* [What you should do] Pull out every line of the records that contains the string "island", and note that case counts.

* [Exercise inputs]

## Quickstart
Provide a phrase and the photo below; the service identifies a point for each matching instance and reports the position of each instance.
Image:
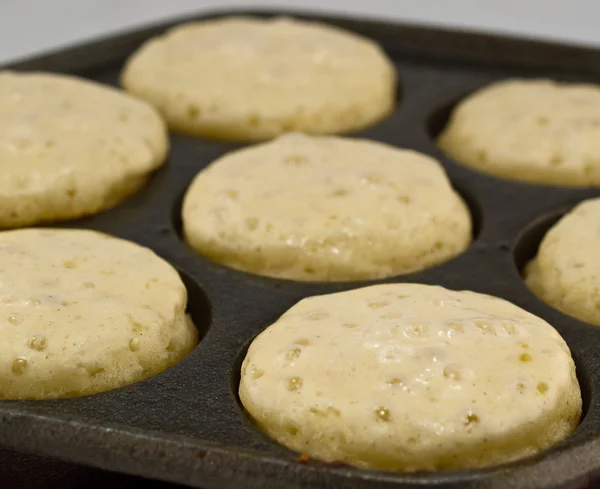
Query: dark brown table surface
(23, 471)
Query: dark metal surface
(186, 424)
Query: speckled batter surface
(411, 377)
(82, 312)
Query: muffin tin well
(186, 425)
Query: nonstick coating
(186, 425)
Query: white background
(32, 26)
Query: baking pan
(186, 425)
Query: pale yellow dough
(82, 312)
(325, 208)
(246, 78)
(537, 131)
(411, 377)
(566, 271)
(70, 147)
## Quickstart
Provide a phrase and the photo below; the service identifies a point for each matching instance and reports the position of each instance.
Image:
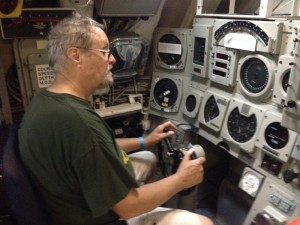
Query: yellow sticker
(11, 9)
(124, 157)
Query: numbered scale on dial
(166, 93)
(213, 110)
(274, 138)
(256, 76)
(192, 101)
(250, 181)
(242, 124)
(170, 47)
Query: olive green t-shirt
(73, 158)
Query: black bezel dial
(190, 103)
(165, 93)
(254, 75)
(169, 58)
(276, 136)
(241, 128)
(211, 109)
(285, 81)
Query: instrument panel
(243, 90)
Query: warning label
(45, 75)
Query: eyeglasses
(106, 51)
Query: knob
(289, 175)
(291, 104)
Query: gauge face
(242, 26)
(7, 7)
(169, 58)
(254, 75)
(165, 93)
(241, 128)
(211, 109)
(250, 183)
(190, 103)
(276, 136)
(285, 81)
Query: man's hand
(191, 172)
(158, 134)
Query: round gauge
(276, 136)
(169, 58)
(250, 183)
(263, 218)
(285, 81)
(254, 75)
(241, 128)
(165, 92)
(190, 103)
(7, 7)
(211, 109)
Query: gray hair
(74, 31)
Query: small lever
(168, 143)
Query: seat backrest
(23, 199)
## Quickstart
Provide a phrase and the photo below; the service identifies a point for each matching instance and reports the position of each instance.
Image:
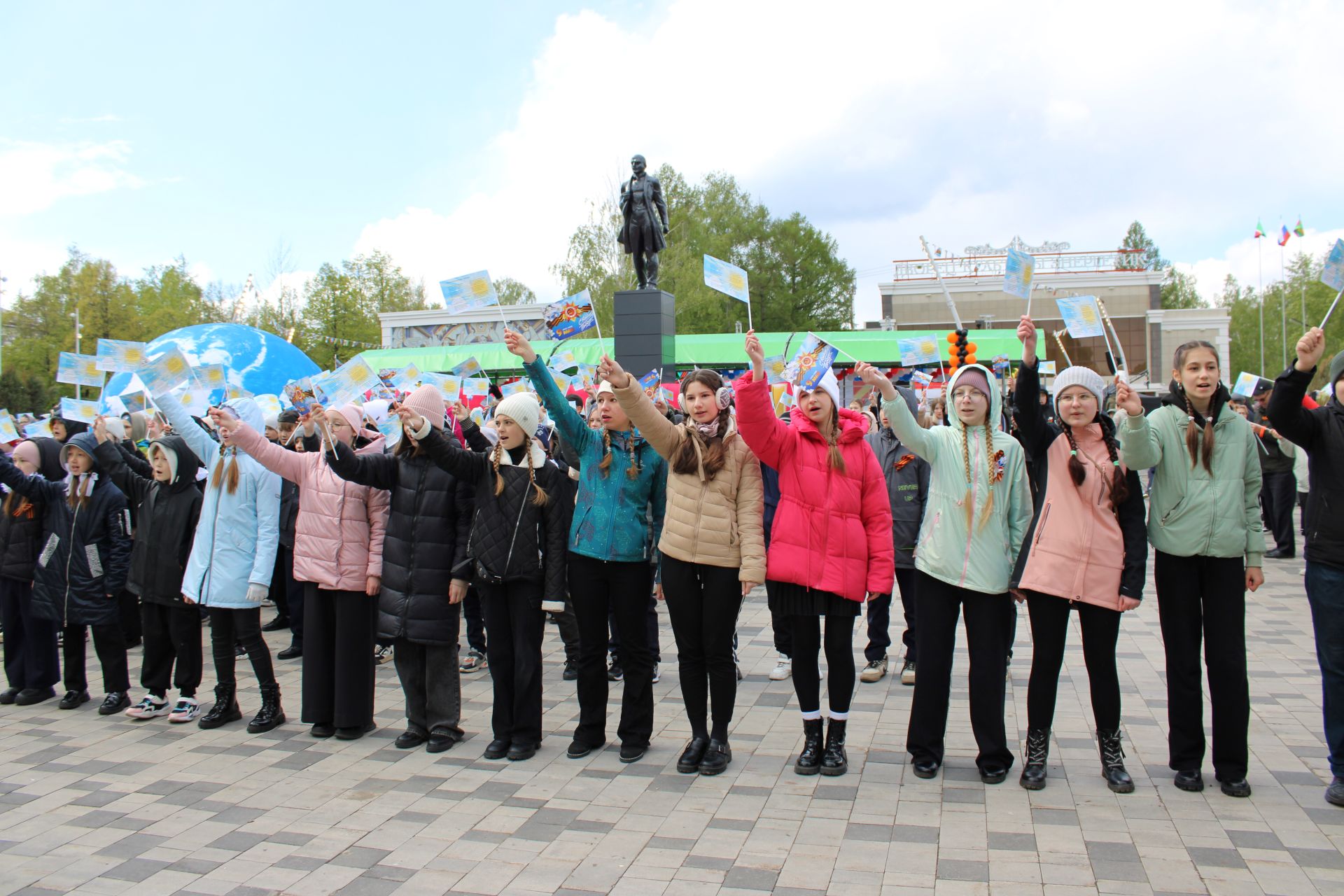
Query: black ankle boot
(270, 715)
(1034, 760)
(835, 762)
(809, 761)
(1113, 763)
(225, 710)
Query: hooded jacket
(612, 514)
(832, 530)
(166, 517)
(238, 533)
(1320, 433)
(340, 526)
(907, 485)
(428, 526)
(1193, 512)
(1078, 547)
(20, 528)
(86, 548)
(711, 522)
(968, 555)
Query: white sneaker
(187, 710)
(150, 708)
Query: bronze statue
(644, 222)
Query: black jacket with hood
(166, 519)
(20, 528)
(84, 561)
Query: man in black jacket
(1320, 433)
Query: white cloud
(34, 175)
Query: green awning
(721, 351)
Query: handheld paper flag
(1019, 270)
(727, 279)
(80, 370)
(1082, 317)
(570, 316)
(121, 356)
(473, 290)
(918, 351)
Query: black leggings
(1049, 631)
(806, 649)
(229, 626)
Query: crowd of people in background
(588, 511)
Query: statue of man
(645, 222)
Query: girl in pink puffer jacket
(339, 558)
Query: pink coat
(832, 530)
(340, 527)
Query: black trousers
(598, 587)
(986, 618)
(31, 657)
(337, 657)
(1049, 633)
(1278, 495)
(1203, 601)
(806, 650)
(704, 603)
(879, 620)
(109, 644)
(517, 624)
(172, 637)
(238, 626)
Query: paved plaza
(96, 805)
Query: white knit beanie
(523, 409)
(1085, 377)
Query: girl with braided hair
(518, 550)
(713, 546)
(974, 526)
(1205, 523)
(612, 555)
(1085, 548)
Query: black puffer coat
(512, 539)
(428, 530)
(88, 547)
(20, 528)
(166, 520)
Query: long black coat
(428, 528)
(84, 562)
(166, 520)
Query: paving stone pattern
(96, 805)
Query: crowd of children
(371, 543)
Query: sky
(269, 139)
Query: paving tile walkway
(96, 805)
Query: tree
(1147, 258)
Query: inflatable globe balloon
(253, 359)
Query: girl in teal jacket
(1205, 524)
(974, 520)
(617, 523)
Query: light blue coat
(238, 533)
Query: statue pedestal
(645, 331)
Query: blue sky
(460, 137)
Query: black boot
(1113, 763)
(835, 762)
(270, 713)
(225, 710)
(1034, 760)
(809, 761)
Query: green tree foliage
(797, 279)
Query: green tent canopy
(721, 351)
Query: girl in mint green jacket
(1205, 526)
(974, 520)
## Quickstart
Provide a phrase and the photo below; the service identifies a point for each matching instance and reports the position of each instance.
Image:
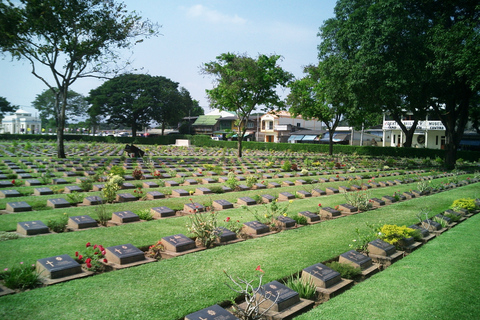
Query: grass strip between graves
(173, 288)
(440, 280)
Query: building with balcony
(21, 122)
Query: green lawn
(173, 288)
(438, 281)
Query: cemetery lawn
(173, 288)
(440, 280)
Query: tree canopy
(407, 56)
(73, 39)
(136, 100)
(6, 107)
(243, 83)
(45, 104)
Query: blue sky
(195, 32)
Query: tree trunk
(239, 145)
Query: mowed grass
(173, 288)
(438, 281)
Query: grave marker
(222, 204)
(19, 206)
(255, 227)
(30, 228)
(162, 212)
(124, 217)
(321, 276)
(82, 222)
(214, 312)
(277, 294)
(311, 217)
(356, 259)
(58, 203)
(58, 267)
(124, 254)
(178, 243)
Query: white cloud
(199, 11)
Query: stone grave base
(387, 260)
(4, 291)
(413, 247)
(48, 281)
(370, 271)
(303, 306)
(328, 293)
(426, 239)
(167, 254)
(116, 266)
(439, 232)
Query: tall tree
(136, 100)
(308, 97)
(243, 83)
(6, 107)
(45, 104)
(73, 39)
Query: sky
(194, 33)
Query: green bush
(346, 271)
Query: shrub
(21, 277)
(145, 214)
(305, 289)
(203, 227)
(93, 257)
(464, 203)
(346, 271)
(110, 188)
(58, 225)
(8, 235)
(137, 174)
(392, 233)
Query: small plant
(8, 235)
(58, 225)
(251, 292)
(145, 214)
(117, 171)
(464, 203)
(233, 225)
(305, 289)
(137, 173)
(22, 276)
(74, 197)
(155, 251)
(86, 184)
(93, 257)
(359, 199)
(287, 166)
(393, 234)
(110, 188)
(102, 215)
(138, 192)
(346, 270)
(203, 226)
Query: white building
(277, 126)
(21, 122)
(428, 134)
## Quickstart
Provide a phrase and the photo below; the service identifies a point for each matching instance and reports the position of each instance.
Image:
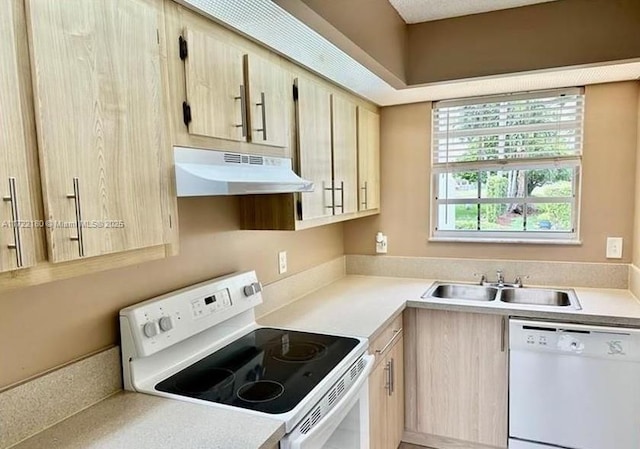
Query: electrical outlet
(282, 262)
(381, 243)
(614, 247)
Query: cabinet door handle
(391, 340)
(341, 189)
(263, 106)
(243, 111)
(387, 381)
(392, 377)
(503, 331)
(333, 199)
(15, 217)
(76, 198)
(365, 189)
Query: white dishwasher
(573, 386)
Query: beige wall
(50, 324)
(636, 226)
(370, 31)
(607, 191)
(553, 34)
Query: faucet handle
(483, 277)
(519, 278)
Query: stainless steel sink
(540, 297)
(469, 292)
(527, 296)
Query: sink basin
(526, 296)
(540, 297)
(462, 291)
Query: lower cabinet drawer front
(381, 344)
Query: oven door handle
(332, 420)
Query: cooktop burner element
(260, 391)
(207, 380)
(299, 352)
(272, 370)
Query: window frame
(574, 161)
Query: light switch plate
(614, 247)
(282, 262)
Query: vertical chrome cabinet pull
(76, 197)
(333, 199)
(387, 381)
(392, 377)
(15, 217)
(263, 106)
(341, 189)
(365, 190)
(243, 111)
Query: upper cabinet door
(216, 92)
(345, 155)
(17, 246)
(368, 159)
(314, 147)
(99, 115)
(269, 100)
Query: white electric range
(202, 344)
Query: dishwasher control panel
(568, 338)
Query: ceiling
(416, 11)
(295, 40)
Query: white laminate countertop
(355, 305)
(141, 421)
(363, 305)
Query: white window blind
(508, 166)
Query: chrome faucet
(500, 278)
(499, 282)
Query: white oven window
(346, 426)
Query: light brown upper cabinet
(101, 128)
(345, 155)
(368, 159)
(314, 148)
(17, 144)
(232, 94)
(216, 96)
(269, 94)
(326, 135)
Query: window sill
(505, 240)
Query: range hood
(209, 172)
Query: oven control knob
(252, 289)
(166, 324)
(150, 329)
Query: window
(508, 167)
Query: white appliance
(209, 172)
(573, 386)
(202, 344)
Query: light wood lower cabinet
(457, 379)
(386, 391)
(17, 145)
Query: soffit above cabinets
(298, 42)
(417, 11)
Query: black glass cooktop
(268, 370)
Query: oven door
(346, 426)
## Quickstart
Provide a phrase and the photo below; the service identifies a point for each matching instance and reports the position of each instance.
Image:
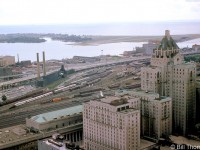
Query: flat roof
(49, 116)
(114, 100)
(144, 144)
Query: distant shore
(88, 40)
(98, 40)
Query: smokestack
(167, 34)
(18, 58)
(44, 64)
(38, 66)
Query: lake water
(60, 50)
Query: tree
(4, 98)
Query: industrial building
(106, 121)
(170, 76)
(7, 60)
(56, 119)
(67, 122)
(57, 142)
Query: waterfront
(60, 50)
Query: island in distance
(85, 39)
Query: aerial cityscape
(103, 75)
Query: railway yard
(78, 88)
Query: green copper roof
(168, 43)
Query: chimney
(18, 58)
(44, 64)
(167, 34)
(38, 66)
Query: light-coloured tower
(111, 124)
(38, 66)
(155, 112)
(170, 76)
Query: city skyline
(90, 12)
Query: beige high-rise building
(170, 76)
(155, 111)
(111, 124)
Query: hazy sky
(14, 12)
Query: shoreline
(98, 40)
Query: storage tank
(57, 99)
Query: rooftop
(115, 101)
(167, 42)
(46, 117)
(15, 134)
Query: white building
(170, 76)
(155, 111)
(111, 124)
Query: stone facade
(111, 124)
(170, 76)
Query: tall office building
(170, 76)
(155, 113)
(111, 124)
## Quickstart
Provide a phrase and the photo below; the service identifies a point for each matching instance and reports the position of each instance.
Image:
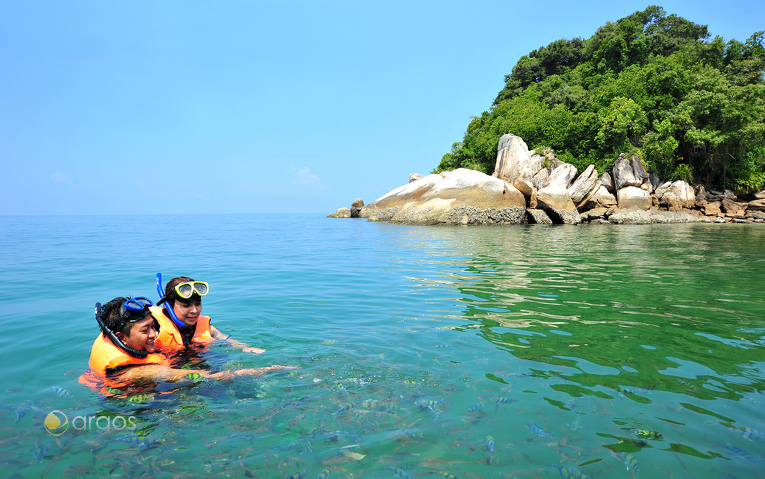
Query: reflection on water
(472, 352)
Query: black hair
(110, 315)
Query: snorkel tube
(168, 308)
(108, 332)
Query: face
(142, 335)
(188, 312)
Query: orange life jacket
(105, 356)
(170, 336)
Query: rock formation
(534, 187)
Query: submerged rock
(459, 197)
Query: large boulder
(632, 197)
(514, 163)
(677, 195)
(356, 207)
(584, 185)
(561, 176)
(607, 182)
(387, 205)
(340, 213)
(459, 197)
(600, 199)
(556, 202)
(628, 172)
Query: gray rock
(340, 213)
(756, 205)
(628, 172)
(630, 217)
(356, 207)
(601, 198)
(596, 213)
(540, 179)
(713, 208)
(462, 196)
(538, 217)
(561, 176)
(514, 164)
(584, 184)
(677, 195)
(607, 182)
(556, 202)
(631, 197)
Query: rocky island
(530, 187)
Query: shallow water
(570, 347)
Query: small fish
(646, 434)
(575, 423)
(629, 461)
(571, 473)
(139, 398)
(490, 446)
(40, 451)
(344, 408)
(749, 433)
(401, 473)
(538, 430)
(340, 433)
(740, 453)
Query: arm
(153, 372)
(237, 344)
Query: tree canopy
(650, 84)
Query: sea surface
(467, 352)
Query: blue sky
(277, 106)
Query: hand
(254, 350)
(277, 367)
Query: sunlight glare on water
(612, 351)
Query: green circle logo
(56, 423)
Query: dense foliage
(650, 84)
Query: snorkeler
(181, 321)
(126, 349)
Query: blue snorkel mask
(168, 307)
(130, 311)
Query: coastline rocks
(462, 196)
(340, 213)
(556, 202)
(561, 176)
(356, 208)
(632, 197)
(539, 217)
(514, 164)
(535, 187)
(628, 172)
(584, 185)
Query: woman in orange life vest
(181, 320)
(126, 349)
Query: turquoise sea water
(483, 352)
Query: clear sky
(262, 106)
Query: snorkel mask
(183, 291)
(130, 311)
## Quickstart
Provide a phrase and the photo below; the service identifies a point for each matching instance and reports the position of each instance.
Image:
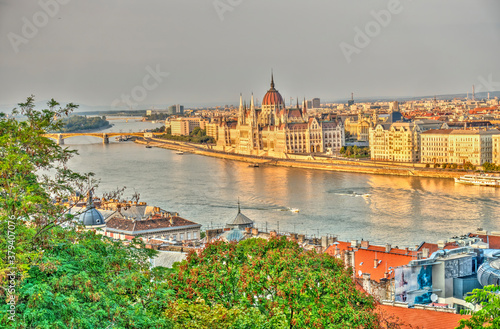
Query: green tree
(64, 278)
(307, 288)
(27, 190)
(489, 315)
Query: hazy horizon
(131, 53)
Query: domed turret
(91, 217)
(273, 97)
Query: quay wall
(311, 162)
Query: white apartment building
(398, 142)
(435, 146)
(495, 158)
(474, 146)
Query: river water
(403, 211)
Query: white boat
(479, 180)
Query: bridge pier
(60, 139)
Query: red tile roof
(137, 226)
(366, 255)
(424, 319)
(494, 240)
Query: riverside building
(275, 130)
(460, 146)
(400, 141)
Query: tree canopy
(489, 315)
(303, 289)
(68, 277)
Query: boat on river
(479, 180)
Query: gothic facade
(275, 130)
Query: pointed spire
(90, 198)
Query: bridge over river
(60, 137)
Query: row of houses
(432, 141)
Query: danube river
(403, 211)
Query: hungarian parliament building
(274, 130)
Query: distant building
(162, 226)
(175, 109)
(495, 158)
(275, 130)
(240, 222)
(400, 141)
(91, 217)
(435, 146)
(315, 103)
(184, 126)
(474, 146)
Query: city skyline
(209, 52)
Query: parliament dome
(273, 97)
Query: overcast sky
(94, 51)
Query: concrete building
(445, 277)
(474, 146)
(315, 103)
(495, 158)
(275, 130)
(161, 225)
(175, 109)
(184, 126)
(400, 141)
(435, 146)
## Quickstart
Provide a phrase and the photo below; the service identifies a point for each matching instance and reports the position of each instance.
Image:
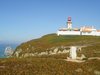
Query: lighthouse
(69, 23)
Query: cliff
(52, 44)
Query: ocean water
(3, 46)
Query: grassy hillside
(52, 40)
(47, 66)
(53, 64)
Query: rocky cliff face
(48, 51)
(52, 44)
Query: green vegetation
(53, 64)
(47, 66)
(52, 40)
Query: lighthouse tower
(69, 23)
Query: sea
(2, 49)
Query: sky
(23, 20)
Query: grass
(53, 64)
(46, 66)
(52, 40)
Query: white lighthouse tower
(69, 23)
(73, 54)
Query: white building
(75, 31)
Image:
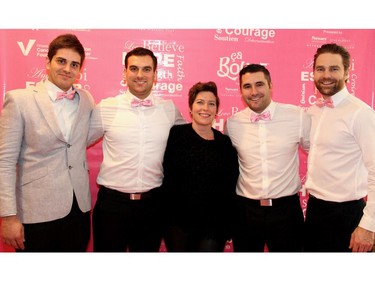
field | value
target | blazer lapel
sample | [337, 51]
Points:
[46, 108]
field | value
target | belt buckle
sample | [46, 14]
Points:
[135, 196]
[266, 202]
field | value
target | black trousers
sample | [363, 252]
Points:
[329, 225]
[121, 224]
[180, 239]
[69, 234]
[279, 226]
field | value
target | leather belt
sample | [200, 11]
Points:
[266, 202]
[126, 196]
[270, 202]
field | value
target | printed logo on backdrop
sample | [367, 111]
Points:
[229, 66]
[26, 49]
[245, 35]
[171, 65]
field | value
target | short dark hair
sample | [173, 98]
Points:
[253, 68]
[202, 87]
[66, 41]
[334, 49]
[140, 51]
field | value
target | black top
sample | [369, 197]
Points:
[200, 179]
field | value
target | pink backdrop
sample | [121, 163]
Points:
[187, 56]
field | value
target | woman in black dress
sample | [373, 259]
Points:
[200, 175]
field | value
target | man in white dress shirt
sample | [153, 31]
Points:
[45, 198]
[135, 126]
[267, 136]
[341, 163]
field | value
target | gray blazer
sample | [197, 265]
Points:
[39, 169]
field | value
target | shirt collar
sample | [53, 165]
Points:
[52, 89]
[271, 108]
[340, 96]
[128, 97]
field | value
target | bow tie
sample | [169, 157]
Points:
[68, 95]
[264, 116]
[324, 102]
[136, 103]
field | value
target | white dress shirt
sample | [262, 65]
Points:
[341, 162]
[268, 151]
[66, 110]
[134, 141]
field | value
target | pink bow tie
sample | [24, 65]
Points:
[68, 95]
[136, 103]
[324, 102]
[264, 116]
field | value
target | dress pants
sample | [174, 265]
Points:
[69, 234]
[121, 224]
[329, 225]
[279, 227]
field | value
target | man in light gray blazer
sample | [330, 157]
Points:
[45, 198]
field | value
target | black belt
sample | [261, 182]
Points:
[332, 203]
[271, 202]
[127, 196]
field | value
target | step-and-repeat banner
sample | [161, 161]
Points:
[186, 56]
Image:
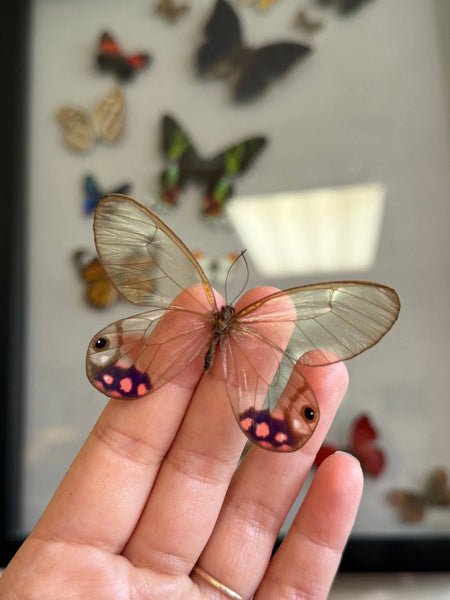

* [Answer to the problem]
Query: island in distance
Query: rocky island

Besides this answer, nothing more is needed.